(Records for this task)
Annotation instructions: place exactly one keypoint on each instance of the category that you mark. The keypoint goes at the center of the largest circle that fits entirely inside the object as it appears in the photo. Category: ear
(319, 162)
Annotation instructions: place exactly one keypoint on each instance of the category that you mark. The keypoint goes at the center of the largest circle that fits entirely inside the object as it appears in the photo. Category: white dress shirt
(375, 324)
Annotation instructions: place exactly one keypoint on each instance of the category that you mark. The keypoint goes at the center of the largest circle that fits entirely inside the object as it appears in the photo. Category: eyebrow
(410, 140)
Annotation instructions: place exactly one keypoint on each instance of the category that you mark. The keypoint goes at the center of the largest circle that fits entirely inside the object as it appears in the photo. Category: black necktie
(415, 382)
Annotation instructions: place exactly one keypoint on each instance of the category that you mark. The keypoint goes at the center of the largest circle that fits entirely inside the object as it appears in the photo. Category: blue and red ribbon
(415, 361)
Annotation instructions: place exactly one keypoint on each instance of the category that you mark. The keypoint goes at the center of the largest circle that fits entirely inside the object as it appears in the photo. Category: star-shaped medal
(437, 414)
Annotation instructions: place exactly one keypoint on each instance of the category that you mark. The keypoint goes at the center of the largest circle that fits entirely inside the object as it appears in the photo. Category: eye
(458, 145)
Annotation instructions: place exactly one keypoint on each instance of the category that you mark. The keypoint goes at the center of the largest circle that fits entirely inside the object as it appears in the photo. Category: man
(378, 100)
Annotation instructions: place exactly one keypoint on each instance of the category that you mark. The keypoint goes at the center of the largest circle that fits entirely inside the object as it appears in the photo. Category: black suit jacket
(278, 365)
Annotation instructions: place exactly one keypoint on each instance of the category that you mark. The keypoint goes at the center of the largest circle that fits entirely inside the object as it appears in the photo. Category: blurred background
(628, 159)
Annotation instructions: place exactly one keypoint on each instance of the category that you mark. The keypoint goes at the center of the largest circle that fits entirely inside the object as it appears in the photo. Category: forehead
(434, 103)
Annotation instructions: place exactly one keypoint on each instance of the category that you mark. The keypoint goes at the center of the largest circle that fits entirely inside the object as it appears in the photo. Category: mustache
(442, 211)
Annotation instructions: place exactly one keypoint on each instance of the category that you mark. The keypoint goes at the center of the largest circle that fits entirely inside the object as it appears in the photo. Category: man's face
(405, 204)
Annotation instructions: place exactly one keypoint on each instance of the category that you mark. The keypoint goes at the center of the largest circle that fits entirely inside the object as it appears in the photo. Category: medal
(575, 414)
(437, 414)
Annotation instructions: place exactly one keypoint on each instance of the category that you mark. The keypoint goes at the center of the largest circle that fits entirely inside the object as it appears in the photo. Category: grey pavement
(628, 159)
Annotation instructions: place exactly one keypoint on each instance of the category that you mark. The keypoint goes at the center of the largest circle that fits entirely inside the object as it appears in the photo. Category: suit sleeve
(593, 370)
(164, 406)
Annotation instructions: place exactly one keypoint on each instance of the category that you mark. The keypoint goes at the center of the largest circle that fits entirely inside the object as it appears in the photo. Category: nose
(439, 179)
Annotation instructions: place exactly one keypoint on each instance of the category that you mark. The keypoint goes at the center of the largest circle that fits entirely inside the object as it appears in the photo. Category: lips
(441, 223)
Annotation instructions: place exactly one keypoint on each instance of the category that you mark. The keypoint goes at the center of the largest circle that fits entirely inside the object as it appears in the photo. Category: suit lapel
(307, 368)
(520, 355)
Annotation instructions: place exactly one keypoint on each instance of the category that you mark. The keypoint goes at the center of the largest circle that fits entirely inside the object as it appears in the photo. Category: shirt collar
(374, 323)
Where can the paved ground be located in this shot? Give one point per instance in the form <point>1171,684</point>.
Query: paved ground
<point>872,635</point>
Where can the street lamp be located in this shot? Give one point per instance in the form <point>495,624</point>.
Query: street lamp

(Your instructions) Make sure every record is repeated exactly.

(Result of this exercise)
Annotation instructions: place exactly one keypoint on each instance of the category that you mark. The keypoint goes at the center of the largest circle that fits entirely inside the object as it appears in the photo. Category: ear
(319, 162)
Annotation instructions: place exactly one keypoint on each instance of the category that you mark. The keypoint goes at the center of the largest circle that fits entirely inside the object as it appears in the photo. Category: white dress shirt
(375, 324)
Annotation instructions: place exactly one keypoint on each instance of the category that you mark. The keypoint goes at the center of the largest circle that fits entirely inside the object as it appears in the photo. Category: eyebrow
(410, 140)
Annotation instructions: place exactly one keypoint on each instance of the category that you mark. The keypoint goes at the center of the largest circle that fits entirely inside the object as it appears in the photo. Category: black necktie
(415, 382)
Annotation instructions: place exactly one keypoint on each instance of the category that you mark. The keypoint goes at the center of the largest circle that fits entirely inside the object as it appears in the photo. Category: blue and red ribbon
(415, 361)
Annotation instructions: place exactly one keypoint on each instance of the category that you mark. The keypoint goes at the center of the largest circle that fits entirely inside the object as it appears in the photo. Category: star-shaped medal
(437, 414)
Annotation instructions: place exactly one keypoint on each instance of the category that you mark. The keypoint goes at the center of the largest circle that fits entirely inside the object as it appears in the photo. Category: eye
(458, 145)
Annotation instructions: place exactly one keypoint on each instance of the category that you mark. The keypoint goes at the center of the largest circle that fits entirely inside the object as it appears in the photo. Category: man
(378, 100)
Annotation instructions: place exactly one keypoint on each instance of the category that you mark. The keypoint goes at the center of the largest circle that fits entirely inside the object as it appears in the photo. Category: black suit jacket
(278, 365)
Annotation instructions: place exactly one keypoint on each instance of the category that you mark. The keypoint goes at the center of the largest circle that fits entirely inside the object as it appears in the photo. Category: blurred background
(628, 159)
Annotation instructions: place exactly one keypoint on each instance of the category that you mark. The keypoint goes at the center of the largest circle that fits entirely inside the object as it appears in the photo. Category: forehead
(434, 103)
Annotation instructions: place exactly one keypoint on each instance of the category that you mark. The keypoint goes at the center of the largest circle that fits entirely inside the object as it appears in the photo. Category: mustache
(442, 211)
Annotation instructions: place exactly one keypoint on each instance of the category that you mark. The keypoint goes at the center of the largest circle that fits entirely inside the object as it appears in the photo. Category: man's face
(405, 204)
Annotation instructions: place exactly one keypoint on each instance of the category that you mark. The keypoint goes at the center of the largest circle that fits entirely inside the object as it appears in the photo. Category: medal
(575, 414)
(437, 414)
Annotation instructions: place exactly one keypoint on each instance of the category that you mark. The keypoint goes at the center of the largest circle that fits entirely inside the object as it appears in the photo. Category: grey pavement
(628, 159)
Annotation instructions: place exactly one keypoint on each instance of the category that you mark. The keypoint goes at the center of the largest circle that fits entirely inside the object as it appears in the photo. Category: suit sleeve
(593, 370)
(164, 406)
Annotation instructions: place exactly one keypoint on each instance of the category that you mark. The keypoint goes at the center of the largest circle that fits entirely inside the object as it appears in the photo. Category: nose
(439, 179)
Annotation instructions: place exactly one keypoint on each instance of the category that you mark. The keypoint goes at the center of the largest circle that fits entirely inside the object as it appears in the photo. Category: lips
(441, 223)
Annotation instructions: place exactly one keypoint on each instance of the category that you mark. The keypoint goes at the center of the largest circle that fits entirely inside the object as it appears in the photo. Category: suit lapel
(307, 368)
(520, 355)
Annotation instructions: place exactly one keypoint on each instance of the category that you mark. The keypoint goes at the center of the largest circle that fits entirely inside the object as it appears in the photo. Category: shirt collar
(374, 323)
Where can the paved ground be located in this shot? Give one point per instance in the form <point>1171,684</point>.
Query: paved ground
<point>872,635</point>
Where can the street lamp be located in this shot? Give one point per instance in the form <point>495,624</point>.
Query: street lamp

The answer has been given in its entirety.